==== TEXT SHOWN ====

The submarine hull number No. 361 named Great Wall #61 (长城61号) was a Chinese People's Liberation Army Navy Type 035AIP (ES5E variant) (NATO reporting name Ming III) conventional diesel/electric submarine. In April 2003, during a military exercise in the Yellow Sea between North Korea and China's Shandong Province, the vessel suffered a mechanical failure that killed all 70 crew members on board. It was one of China's worst peacetime military disasters. The PLA Navy's Commander Shi Yunsheng and Political Commissar Yang Huaiqing were both dismissed as a result of the accident.

Background

No. 361 was part of the 12th Submarine Brigade of the North Sea Fleet of the PLA Navy based at Lüshunkou in Liaoning Province. It was a Type 035G (Ming III-class) submarine.  These were clones of Soviet Project 633 a.k.a Romeo-class submarines, which themselves were clones of German World War II advanced Type XXI diesel/electric U-boats.

According to CNN, China was increasing training and exercises of its submarines in the east to carry out a policy of "sea denial" to counter the United States Pacific Fleet.

Fatal incident
According to the official Chinese news agency Xinhua, all 70 crew members died when the submarine's diesel engine used up all available oxygen (because it had failed to shut down properly) while the boat was submerged on April 16, 2003. The submarine, which was commanded by Commodore Cheng Fuming (), had been taking part in naval exercises east of Inner Changshan Islands in the Yellow Sea off the coast of Northeastern China. Along with its normal complement, the crew included 13 trainee cadets from the Chinese naval academy.

==== DATA ROWS ====

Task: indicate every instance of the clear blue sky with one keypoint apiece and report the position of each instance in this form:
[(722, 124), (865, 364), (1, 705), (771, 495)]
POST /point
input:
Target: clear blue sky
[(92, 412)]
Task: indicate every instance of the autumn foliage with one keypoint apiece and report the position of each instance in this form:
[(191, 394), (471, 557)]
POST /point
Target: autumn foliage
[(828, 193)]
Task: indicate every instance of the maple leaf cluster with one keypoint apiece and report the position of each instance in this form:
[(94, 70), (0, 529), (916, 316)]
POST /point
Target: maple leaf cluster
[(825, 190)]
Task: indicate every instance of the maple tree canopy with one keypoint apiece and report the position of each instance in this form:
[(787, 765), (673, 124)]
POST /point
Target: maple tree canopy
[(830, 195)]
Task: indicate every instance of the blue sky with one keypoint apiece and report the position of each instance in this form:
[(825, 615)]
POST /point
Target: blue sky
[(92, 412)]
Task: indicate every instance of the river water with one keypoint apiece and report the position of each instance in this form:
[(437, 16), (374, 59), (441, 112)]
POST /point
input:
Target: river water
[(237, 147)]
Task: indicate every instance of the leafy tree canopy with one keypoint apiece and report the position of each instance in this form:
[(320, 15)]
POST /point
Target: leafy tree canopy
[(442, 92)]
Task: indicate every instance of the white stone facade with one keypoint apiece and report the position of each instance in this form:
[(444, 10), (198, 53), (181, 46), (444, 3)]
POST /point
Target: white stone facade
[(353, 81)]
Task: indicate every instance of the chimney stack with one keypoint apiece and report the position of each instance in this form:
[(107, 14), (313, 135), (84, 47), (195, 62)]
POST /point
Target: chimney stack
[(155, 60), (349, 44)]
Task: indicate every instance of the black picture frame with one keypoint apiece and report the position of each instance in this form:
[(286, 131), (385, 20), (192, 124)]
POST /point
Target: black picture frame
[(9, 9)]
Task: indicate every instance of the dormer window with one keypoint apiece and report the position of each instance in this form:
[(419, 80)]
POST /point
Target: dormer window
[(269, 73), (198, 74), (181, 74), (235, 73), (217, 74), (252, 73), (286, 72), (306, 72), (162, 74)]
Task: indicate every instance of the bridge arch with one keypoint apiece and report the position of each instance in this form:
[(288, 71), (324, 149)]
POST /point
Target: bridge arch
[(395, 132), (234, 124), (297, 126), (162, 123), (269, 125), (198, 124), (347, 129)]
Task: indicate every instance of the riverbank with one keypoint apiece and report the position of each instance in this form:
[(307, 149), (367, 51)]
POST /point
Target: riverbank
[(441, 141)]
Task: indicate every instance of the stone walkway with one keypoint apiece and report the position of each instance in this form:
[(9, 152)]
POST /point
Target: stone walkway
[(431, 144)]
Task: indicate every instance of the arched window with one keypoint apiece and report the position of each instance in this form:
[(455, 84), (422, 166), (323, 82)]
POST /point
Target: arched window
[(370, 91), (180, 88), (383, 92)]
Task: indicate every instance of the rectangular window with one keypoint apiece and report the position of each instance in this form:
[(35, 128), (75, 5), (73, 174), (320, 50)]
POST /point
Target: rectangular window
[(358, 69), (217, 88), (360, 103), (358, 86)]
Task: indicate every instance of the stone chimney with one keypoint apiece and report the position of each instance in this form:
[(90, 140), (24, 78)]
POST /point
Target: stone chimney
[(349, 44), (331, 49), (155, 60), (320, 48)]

====

● **CHALLENGES**:
#1 Repeat the part of the submarine text that begins at the words "Fatal incident" and stops after the words "Chinese naval academy.", copying it word for word.
#2 Summarize the submarine text in two sentences.

● **REPLIES**:
#1
Fatal incident
According to the official Chinese news agency Xinhua, all 70 crew members died when the submarine's diesel engine used up all available oxygen (because it had failed to shut down properly) while the boat was submerged on April 16, 2003. The submarine, which was commanded by Commodore Cheng Fuming (), had been taking part in naval exercises east of Inner Changshan Islands in the Yellow Sea off the coast of Northeastern China. Along with its normal complement, the crew included 13 trainee cadets from the Chinese naval academy.

#2 Submarine No. 361, a Ming III-class diesel/electric submarine of the Chinese navy's North Sea Fleet, lost all 70 crew members during an April 2003 exercise in the Yellow Sea, one of China's worst peacetime military disasters. According to Xinhua, the diesel engine failed to shut down properly and used up all available oxygen while the boat was submerged, and the navy's commander and political commissar were both dismissed as a result.